Exercise requirements:
1 - Please condense the paragraph of the trainset history that begins "Thus it was that, in 1990," into a short bulleted list of its main facts.
2 - Carry on the account of the laboratory's trainset experiments from the point where it stops.

Trainset-based experiments thus ceased, and little interest was shown in the problem until late 1989, when the Laboratory s research direction had moved very clearly in the direction of distributed systems. Reliability (now renamed Dependability) was still very much an issue, but now in the context of distributed programs and systems.

Thus it was that, in 1990, a new input/output device for experiments in real-time control was purchased, this time from Märklin (also a German company). This new layout was an altogether more extensive affair. In particular, it was divided into three separate boards, which, at least potentially, could be controlled separately. The method of control was somewhat different too. Instead of controlling the speed of a train by modulating the power sent through the rails to the engine, with the consequence that as a train moved from section to section, each section had to receive appropriately modulated power to allow the train to move through it, the trains in the new trainset have on-board microprocessors which respond to commands sent specifically to their own unique addresses. Points also are switched by sending an appropriate command to the point s unique address.

Supplied entries:
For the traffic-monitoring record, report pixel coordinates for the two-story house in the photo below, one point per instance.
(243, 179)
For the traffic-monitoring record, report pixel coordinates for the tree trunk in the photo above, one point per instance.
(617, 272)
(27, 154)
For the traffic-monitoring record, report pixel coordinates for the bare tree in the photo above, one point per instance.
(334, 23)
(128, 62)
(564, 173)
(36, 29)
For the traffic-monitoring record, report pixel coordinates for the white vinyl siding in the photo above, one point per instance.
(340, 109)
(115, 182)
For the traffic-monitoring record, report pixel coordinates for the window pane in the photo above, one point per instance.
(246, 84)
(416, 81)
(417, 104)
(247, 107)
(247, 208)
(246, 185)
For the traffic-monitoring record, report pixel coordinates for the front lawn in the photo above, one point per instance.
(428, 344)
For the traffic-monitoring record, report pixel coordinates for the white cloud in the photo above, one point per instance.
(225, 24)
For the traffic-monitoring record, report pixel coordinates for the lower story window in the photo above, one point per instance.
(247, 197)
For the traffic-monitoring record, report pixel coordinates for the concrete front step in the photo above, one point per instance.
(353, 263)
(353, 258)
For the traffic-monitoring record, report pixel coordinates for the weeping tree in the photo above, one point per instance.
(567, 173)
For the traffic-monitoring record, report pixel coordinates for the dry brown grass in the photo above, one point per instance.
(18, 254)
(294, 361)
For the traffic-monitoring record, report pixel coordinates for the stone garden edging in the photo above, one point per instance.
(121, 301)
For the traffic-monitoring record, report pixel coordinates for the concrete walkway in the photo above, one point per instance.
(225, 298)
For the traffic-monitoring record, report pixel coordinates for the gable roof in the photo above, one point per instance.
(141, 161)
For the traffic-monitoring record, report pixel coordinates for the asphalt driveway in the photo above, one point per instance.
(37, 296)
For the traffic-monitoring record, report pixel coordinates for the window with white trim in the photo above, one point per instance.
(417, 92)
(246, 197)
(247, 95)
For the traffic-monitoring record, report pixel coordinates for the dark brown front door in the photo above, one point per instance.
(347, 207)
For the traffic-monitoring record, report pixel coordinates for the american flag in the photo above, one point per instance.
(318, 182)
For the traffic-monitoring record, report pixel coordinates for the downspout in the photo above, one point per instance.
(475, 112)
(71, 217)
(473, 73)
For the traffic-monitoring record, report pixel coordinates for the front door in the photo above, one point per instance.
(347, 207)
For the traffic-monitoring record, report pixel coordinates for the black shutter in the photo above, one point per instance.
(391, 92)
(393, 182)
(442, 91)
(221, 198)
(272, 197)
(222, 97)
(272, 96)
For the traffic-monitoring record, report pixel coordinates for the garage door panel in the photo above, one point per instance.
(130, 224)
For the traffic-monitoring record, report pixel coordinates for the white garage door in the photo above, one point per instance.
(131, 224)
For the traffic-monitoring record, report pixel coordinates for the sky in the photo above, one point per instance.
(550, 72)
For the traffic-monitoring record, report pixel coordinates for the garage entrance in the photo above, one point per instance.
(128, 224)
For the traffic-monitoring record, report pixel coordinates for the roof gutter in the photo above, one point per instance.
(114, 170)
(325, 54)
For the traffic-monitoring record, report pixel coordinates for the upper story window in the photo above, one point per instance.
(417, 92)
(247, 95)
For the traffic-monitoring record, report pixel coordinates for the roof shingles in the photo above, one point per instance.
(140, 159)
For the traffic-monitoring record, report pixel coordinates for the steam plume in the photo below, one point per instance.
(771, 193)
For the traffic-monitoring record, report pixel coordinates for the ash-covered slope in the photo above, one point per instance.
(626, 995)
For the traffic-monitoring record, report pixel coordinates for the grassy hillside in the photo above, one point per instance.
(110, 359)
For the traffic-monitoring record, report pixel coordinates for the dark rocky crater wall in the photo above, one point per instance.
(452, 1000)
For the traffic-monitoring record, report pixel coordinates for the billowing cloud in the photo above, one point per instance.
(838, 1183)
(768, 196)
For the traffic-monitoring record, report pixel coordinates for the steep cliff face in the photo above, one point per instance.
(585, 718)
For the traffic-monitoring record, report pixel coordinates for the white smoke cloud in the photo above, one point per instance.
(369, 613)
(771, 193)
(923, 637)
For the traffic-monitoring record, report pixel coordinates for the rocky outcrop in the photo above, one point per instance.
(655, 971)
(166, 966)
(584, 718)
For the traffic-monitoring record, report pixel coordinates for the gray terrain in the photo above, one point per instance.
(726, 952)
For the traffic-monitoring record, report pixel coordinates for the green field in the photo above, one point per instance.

Answers below:
1 -
- In 1990, the laboratory bought a new input/output device for real-time control experiments from Märklin, also a German company.
- The new layout was much more extensive. It was divided into three boards that could potentially be controlled separately.
- Control worked differently. The old method set a train's speed by modulating the power sent through the rails, so each section had to receive suitably modulated power as the train passed through it. In the new set, each train carries an on-board microprocessor that responds to commands sent to its own unique address.
- Points are also switched by commands sent to their own unique addresses.

2 -
Sensors in the new layout are infra-red light sensitive transistor-like devices (not unlike the Hall effect transistors), which respond to the presence of infra-red emission from the engines.

Trainsets as available from Märklin had provisions for manual control (i.e. a control panel similar to, but somewhat more extensive than, would be found on the ordinary hobbyist s layout), as well as means of connecting to a computer. Since the plan was to place the system under computer control, just one manual control panel was purchased, and in the early stages the three boards were connected together (electrically) as though they were a single layout. It was only much later, after innumerable hardware problems (of which more later) were resolved, that a fully distributed control system was possible.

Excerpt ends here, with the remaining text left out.